WRITTEN PROBLEM =
Decide whether each statement agrees with the tent review below. Answer yes or no, and quote the review's deciding words: 1. The reviewer checked the quoted weight of 4.39kg. 2. The tent's bedroom length is 200cm. 3. The pegs are thin and bend easily.

QUOTED PASSAGE =

•••

This tent was provided to me free of charge by Go Outdoors for the purposes of this review.
It’s summer and festival season once again, and so it wasn’t a huge surprise that the list of tents GO asked me to pick from to review focused firmly on that market. Not a festival-goer myself, I skipped over the pop-up and beach shelter type tents and looked for something that I could actually find a use for – essentially something for backpacking or a car camping tent. And so the Atom 3 arrived.
At first glance
Described as perfect for occasional weekends away and festivals, the whole package seemed reasonably small and not excessively heavy considering it would only need to be carried a relatively short distance. I couldn’t be bothered to check the quoted weight of 4.39kg, as at that weight I’m not going to be lugging it up a hill, despite GO’s inclusion of backpacking as one of its uses. As a car camping tent or something to be carried across a field it’s fine.
As its name suggests, the Atom 3 is a 3 berth tent, which really means it sleeps 2 adults with room to move around, or 3 if desperate. With a bedroom length of 200cm, compared with my height of 182cm this doesn’t leave a lot of room to play with.
My first issue was getting it all out of the bag – one knot in particular took me over 5 minutes to work undone, and I knew I’d never get the tent as neatly back in the bag as it arrived. More on this later. The bag contains the red and grey outer, a separate inner with built in porch groundsheet, a bag of poles and a bag of pegs.
The only other thing I noted before beginning to pitch was a discrepancy between the spec on the website and what it said on the tent itself. The spec states that the tent has a hydrostatic head of 2000m, but it is quite clear on the tent itself… One of these is clearly wrong, but as it stands this means GO are marketing a tent as more waterproof than it actually is if you look at the tent itself and they need to sort this out.
The quality itself was pretty much what I expected. This is a cheap mass-produced tent and so there were a number of ends of threads hanging off. There was nothing obviously wrong with the fabric though. The guylines, however, are terrible chunky stretchy things, but at the same time exactly what I expect from a budget tent. The pegs are thin and bend easily – also as I expected. But whilst these qualities don’t really endear this tent to backpacking, this isn’t really what it’s for – this is firmly for lowland car camping and pitching in amoungst other tents. So it doesn’t need to be able to withstand a gale or extreme conditions. All it needs to do is keep you dry and stay up under normal lowland weather conditions and use.
Pitching for the first time
GO give a pitching time of 10 minutes in the spec, which I had my suspicions about even before I saw the tent – if only because of its size, as even a small backpacking tent like my Scarp takes at least 5 minutes to put up properly by normal mortals. The Atom 3 has 3 poles and loads of guys to peg out, plus the inner then has to be clipped into the outer. It simply isn’t humanly possible to pitch this tent from its as new packing in 10 minutes. With practice maybe, but only then if the inner is left clipped in from last time, and if there’s more than one of you doing it. Indeed, the first time I pitched, it took most of the 10 minutes just to clip the inner in.
The first pitch, though, is never a good representation of the pitch time of a tent with some practice.

•••

RAW DATA =

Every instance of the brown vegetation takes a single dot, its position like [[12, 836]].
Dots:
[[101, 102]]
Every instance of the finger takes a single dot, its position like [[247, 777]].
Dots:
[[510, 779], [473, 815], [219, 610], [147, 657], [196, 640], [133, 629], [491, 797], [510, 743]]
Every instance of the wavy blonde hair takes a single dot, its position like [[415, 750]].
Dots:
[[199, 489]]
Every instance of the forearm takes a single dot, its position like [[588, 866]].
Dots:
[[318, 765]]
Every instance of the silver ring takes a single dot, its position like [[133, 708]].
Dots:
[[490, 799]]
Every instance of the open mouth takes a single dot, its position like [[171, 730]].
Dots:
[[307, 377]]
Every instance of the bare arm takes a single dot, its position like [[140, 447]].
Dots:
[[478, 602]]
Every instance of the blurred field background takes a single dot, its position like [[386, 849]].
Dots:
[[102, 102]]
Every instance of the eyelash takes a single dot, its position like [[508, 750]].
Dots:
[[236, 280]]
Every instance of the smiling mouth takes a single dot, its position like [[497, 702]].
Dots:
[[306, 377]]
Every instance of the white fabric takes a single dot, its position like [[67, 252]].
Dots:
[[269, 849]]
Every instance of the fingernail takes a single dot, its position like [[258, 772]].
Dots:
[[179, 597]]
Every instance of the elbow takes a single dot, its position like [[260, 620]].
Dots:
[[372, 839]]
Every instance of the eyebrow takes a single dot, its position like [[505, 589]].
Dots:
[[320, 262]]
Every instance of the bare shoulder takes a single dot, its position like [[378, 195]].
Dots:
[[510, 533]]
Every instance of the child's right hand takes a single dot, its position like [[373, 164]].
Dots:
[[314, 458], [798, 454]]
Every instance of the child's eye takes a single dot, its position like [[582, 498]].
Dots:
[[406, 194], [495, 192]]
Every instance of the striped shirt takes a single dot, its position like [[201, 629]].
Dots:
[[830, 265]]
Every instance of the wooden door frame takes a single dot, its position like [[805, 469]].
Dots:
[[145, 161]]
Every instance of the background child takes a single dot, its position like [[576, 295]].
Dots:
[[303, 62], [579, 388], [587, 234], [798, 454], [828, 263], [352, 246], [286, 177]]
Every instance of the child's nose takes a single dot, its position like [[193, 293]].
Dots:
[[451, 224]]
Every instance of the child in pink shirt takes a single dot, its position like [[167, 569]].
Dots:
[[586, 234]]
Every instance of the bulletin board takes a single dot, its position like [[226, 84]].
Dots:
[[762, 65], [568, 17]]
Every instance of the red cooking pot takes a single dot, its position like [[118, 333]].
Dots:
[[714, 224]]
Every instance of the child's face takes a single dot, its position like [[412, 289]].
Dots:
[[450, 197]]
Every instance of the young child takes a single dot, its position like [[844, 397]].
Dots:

•••

FINISHED TASK =
1. No: "I couldn’t be bothered to check the quoted weight of 4.39kg"
2. Yes: "With a bedroom length of 200cm"
3. Yes: "The pegs are thin and bend easily"